Items from a data source:
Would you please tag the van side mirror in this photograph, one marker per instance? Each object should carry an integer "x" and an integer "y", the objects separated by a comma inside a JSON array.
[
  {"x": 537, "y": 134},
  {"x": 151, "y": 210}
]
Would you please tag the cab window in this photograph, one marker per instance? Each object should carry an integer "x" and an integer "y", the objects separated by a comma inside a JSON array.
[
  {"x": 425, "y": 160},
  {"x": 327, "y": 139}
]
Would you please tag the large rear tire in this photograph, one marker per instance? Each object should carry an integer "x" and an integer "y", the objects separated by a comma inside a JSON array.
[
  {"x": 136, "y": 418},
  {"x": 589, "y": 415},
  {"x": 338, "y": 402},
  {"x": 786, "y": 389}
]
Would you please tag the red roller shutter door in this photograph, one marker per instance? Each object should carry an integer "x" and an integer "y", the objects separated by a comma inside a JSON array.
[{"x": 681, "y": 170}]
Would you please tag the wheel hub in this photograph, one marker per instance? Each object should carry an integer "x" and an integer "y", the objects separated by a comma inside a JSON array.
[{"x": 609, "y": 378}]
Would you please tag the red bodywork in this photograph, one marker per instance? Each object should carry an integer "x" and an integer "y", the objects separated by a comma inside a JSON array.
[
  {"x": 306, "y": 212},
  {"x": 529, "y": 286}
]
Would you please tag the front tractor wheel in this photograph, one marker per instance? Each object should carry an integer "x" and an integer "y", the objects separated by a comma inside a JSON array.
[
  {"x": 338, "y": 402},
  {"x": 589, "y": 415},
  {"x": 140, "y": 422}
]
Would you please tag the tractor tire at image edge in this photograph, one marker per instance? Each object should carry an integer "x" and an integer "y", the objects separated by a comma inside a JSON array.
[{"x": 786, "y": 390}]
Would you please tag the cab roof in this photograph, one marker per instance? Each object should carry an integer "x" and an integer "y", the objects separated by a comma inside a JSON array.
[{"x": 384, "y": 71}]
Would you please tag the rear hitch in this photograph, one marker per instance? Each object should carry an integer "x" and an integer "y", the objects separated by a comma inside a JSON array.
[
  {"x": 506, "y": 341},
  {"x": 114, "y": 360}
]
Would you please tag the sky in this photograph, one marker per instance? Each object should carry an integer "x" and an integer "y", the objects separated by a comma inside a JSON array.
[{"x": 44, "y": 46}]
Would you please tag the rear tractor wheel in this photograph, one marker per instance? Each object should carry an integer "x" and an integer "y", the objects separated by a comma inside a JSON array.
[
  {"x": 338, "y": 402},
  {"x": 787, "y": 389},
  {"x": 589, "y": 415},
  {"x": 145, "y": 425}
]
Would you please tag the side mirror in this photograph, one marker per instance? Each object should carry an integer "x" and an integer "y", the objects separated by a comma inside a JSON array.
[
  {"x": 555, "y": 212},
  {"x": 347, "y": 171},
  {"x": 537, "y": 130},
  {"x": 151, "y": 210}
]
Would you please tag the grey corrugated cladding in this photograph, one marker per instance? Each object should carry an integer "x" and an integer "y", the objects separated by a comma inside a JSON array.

> Task objective
Return the lines above, starting at the one that contains "Would you please tag the side" and running through the last, exactly as they appear, with no extra lines.

> Exercise answer
Would you please tag the side mirror in this photograph, one marker per instance? Each object should carry an integer "x" and an integer "y", the objects separated by a comma inside a JSON array.
[
  {"x": 555, "y": 212},
  {"x": 347, "y": 171},
  {"x": 537, "y": 130},
  {"x": 151, "y": 210}
]
Would you please tag the grey corrugated cladding in this photograph, one marker per instance? Each object should carry an integer "x" and an integer "y", the objects separated by a comma inside a JSON array.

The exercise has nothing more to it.